::: Extract provided :::

Opinion

How can schools reduce teacher sickness?

13 Jan 2019, 5:00

Hands up if you were ill over Christmas and New Year? If you stayed healthy, then well done you. About half of teachers get sick during the holidays, according to our Teacher Tapp survey data, so be aware it might get you next time!

Why are teachers so prone to Christmas illness? In part, it doesn’t help that classrooms are germ magnets. Thirty sticky, sweaty humans milling about in a confined space with restricted air-conditioning is a quick way to spread bacteria. Add into this mix the general grimness of children and their forgetfulness about washing hands or covering their noses when they sneeze, and teachers find themselves amid a plume of disease opportunities.

Parents don’t help. Stuck for babysitters when their child has a cold or infection, many send their offspring to school. Between the October half-term and Christmas, we found that in any given week about half of teachers had to send a sick child home (or to a nurse). Little wonder that 10 per cent of teachers also took a day off with either a cold, flu or a cough in the same period.

::: Provided data :::

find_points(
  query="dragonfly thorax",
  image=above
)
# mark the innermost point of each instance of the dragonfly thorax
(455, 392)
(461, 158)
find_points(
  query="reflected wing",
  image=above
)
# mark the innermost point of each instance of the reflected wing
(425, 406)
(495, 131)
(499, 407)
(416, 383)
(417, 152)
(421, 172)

:::

Activity: Copy the passage from the opinion piece on teacher sickness above, between "13 Jan 2019, 5:00" and "you next time!", inclusive.

Answer box:
13 Jan 2019, 5:00

Hands up if you were ill over Christmas and New Year? If you stayed healthy, then well done you. About half of teachers get sick during the holidays, according to our Teacher Tapp survey data, so be aware it might get you next time!